В 1944 году, осенью, я поступил в Литературный институт имени А. М. Горького.
Коридоры института заполняли необычные студенты: одни из них были одеты в продымленные солдатскими кострами шинели, а другие — в защитные и голубые фуфайки — модную рабочую одежонку тех лет. Таких было большинство. Однако попадались и в хороших костюмах, в модных шляпах и рубашках с крикливыми галстуками, словно их война обошла боком, не коснулась.
Директора в Литинституте в те трудные годы менялись так часто, что мы не успевали привыкнуть к одному и. о., как вдруг объявлялся новый. Не менялось только положение студентов. Общежития в институте не было, и те из фронтовиков, кто избрал для себя жизненным призванием литературу, должны были перенести, помимо фронтовых, теперь и новые, непредвиденные трудности.
С помощью Союза писателей СССР была достигнута договоренность, что в Переделкине для нуждающихся в общежитии предоставят несколько комнат. Мы обрадовались.
Вспомним нашу молодость.
Виктор Гончаров, известный теперь поэт и скульптор, вернулся с фронта с незалеченными ранами. Часто прямо на занятиях он схватывался руками за живот и сквозь зубы цедил:
— Все, Саша, помираю.
Вера Скворцова, Олеся Кравец быстро приносили грелку, а то и просто горячий утюг, завернутый в полотенце, и Виктор, улыбнувшись с облегчением, снова начинал подзуживать меня или Владлена Бахнова, тоже нашего общежитейца.

> **ИСХОДНЫЕ ЗАПИСИ**
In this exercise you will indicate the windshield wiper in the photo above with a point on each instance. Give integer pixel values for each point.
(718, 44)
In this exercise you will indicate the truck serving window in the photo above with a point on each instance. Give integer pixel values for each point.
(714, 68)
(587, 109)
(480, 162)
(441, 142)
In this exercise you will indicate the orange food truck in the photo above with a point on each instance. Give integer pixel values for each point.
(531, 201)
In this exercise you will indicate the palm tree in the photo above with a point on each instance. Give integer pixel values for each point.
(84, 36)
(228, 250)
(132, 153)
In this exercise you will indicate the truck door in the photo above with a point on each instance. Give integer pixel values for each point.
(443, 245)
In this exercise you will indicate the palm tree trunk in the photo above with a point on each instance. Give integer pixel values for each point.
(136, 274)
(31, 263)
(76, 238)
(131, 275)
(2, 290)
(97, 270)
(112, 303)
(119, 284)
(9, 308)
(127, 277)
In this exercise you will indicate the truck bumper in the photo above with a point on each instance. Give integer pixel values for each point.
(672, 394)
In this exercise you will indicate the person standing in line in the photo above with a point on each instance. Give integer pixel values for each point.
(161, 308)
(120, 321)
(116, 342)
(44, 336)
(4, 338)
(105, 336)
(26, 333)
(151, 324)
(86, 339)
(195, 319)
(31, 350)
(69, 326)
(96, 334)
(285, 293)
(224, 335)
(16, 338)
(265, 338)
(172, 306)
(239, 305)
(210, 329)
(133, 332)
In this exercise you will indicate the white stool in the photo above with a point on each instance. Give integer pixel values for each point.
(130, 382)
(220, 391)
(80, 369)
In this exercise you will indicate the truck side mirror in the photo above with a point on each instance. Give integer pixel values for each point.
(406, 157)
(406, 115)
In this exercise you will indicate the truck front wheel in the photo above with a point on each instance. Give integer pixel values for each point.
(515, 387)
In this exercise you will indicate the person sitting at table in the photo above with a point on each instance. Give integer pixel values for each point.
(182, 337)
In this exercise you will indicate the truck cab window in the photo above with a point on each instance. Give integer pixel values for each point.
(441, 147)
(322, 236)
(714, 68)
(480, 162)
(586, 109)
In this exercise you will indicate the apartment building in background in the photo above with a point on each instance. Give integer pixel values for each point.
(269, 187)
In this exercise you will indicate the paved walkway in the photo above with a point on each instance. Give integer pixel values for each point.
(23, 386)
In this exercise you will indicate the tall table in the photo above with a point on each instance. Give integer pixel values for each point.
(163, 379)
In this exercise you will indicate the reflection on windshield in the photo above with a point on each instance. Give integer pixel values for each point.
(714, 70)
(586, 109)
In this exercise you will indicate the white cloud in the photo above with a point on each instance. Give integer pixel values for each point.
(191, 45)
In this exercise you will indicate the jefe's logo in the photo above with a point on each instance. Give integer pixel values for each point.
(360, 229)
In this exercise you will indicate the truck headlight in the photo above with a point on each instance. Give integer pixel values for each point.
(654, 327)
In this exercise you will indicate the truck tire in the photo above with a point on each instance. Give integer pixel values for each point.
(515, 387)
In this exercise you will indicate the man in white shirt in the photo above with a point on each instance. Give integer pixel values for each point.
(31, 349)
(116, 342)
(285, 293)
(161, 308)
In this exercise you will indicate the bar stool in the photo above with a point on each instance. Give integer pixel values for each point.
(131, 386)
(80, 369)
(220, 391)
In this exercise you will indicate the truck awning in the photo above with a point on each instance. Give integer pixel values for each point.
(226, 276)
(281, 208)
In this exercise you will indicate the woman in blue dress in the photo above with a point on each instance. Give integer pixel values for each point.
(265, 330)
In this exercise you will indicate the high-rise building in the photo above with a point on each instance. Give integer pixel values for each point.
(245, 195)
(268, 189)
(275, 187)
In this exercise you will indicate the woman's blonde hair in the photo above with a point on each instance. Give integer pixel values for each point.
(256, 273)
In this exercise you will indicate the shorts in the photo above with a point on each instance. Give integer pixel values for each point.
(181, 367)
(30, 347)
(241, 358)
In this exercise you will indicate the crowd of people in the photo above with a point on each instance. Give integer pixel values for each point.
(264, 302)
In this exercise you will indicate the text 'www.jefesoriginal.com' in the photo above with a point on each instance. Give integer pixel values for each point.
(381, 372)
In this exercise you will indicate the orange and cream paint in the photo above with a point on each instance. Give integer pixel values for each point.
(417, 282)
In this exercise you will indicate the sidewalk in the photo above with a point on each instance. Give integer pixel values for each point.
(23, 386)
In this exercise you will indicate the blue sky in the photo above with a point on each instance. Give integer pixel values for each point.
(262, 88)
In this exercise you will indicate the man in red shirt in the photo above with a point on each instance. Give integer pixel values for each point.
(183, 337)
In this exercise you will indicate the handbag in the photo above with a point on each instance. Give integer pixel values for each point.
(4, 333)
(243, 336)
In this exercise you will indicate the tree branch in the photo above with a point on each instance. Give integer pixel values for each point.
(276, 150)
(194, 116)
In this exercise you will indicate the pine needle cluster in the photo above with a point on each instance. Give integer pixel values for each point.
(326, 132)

> **ЗАДАНИЕ**
Ответьте по отрывку о Литературном институте:
1. Когда рассказчик поступил в Литературный институт имени А. М. Горького?
2. Где для нуждающихся в общежитии студентов предоставили комнаты?
3. Что Вера Скворцова и Олеся Кравец приносили Виктору Гончарову?

> **ПОЛНЫЙ ОТВЕТ**
1. Осенью 1944 года.
2. В Переделкине.
3. Грелку, а то и горячий утюг, завернутый в полотенце.